Task brief: Once you reach the line containing "Where can the black trousers", reproduce it and every later line exactly, through the end of the data.

Dataset records:
=== Section Start ===

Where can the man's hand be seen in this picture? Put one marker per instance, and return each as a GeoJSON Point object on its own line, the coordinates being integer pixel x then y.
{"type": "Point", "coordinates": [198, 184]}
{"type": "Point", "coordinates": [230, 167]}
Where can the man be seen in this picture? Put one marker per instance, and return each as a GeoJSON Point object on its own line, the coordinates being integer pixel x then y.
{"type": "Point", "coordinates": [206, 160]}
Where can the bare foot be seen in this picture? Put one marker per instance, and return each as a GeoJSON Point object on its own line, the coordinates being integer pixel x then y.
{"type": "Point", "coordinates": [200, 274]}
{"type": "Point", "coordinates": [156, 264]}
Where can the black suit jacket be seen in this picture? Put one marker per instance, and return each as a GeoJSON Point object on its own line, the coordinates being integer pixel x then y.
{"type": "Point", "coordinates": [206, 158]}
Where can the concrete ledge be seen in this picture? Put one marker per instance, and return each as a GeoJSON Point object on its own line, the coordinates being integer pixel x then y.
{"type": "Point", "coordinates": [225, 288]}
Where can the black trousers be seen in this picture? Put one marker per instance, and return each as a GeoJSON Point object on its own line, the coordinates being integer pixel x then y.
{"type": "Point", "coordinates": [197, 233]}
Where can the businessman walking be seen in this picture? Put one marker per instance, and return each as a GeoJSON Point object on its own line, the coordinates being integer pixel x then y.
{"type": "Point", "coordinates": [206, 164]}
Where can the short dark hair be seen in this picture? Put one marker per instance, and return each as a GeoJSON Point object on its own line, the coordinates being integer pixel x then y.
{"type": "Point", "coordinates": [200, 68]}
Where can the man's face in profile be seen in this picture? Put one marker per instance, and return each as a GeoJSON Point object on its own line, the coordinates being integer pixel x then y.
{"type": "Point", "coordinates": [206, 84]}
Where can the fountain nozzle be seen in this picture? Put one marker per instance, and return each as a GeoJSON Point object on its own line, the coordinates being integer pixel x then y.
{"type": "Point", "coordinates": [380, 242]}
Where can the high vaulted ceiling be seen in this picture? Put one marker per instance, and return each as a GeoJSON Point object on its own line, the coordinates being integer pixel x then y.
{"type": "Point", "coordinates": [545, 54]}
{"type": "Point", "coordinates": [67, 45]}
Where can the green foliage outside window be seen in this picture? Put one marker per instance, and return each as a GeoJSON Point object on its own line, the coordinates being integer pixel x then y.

=== Section End ===

Written answer:
Where can the black trousers be seen in this picture? Put one marker per instance, and return each as a GeoJSON Point object on its own line, the coordinates being integer pixel x then y.
{"type": "Point", "coordinates": [197, 233]}
Where can the businessman walking be seen in this picture? Put one marker per instance, and return each as a GeoJSON Point object on its own line, the coordinates being integer pixel x then y.
{"type": "Point", "coordinates": [206, 164]}
Where can the short dark hair be seen in this picture? Put one marker per instance, and return each as a GeoJSON Point object on its own line, the coordinates being integer pixel x then y.
{"type": "Point", "coordinates": [200, 68]}
Where can the man's face in profile be seen in this picture? Put one marker per instance, and return each as a GeoJSON Point object on its own line, the coordinates being integer pixel x then y.
{"type": "Point", "coordinates": [206, 84]}
Where can the fountain nozzle be seen in this picture? Put one marker per instance, and return each as a GeoJSON Point object on its own line, the coordinates being integer pixel x then y.
{"type": "Point", "coordinates": [380, 242]}
Where can the high vaulted ceiling be seen in this picture? Put one marker per instance, and return each as a GeoJSON Point object on its own line, the coordinates being integer pixel x then y.
{"type": "Point", "coordinates": [545, 54]}
{"type": "Point", "coordinates": [67, 45]}
Where can the green foliage outside window be seen in this picture? Put one marker per instance, and return each as a GeoJSON Point object on its own line, the coordinates being integer pixel x then y.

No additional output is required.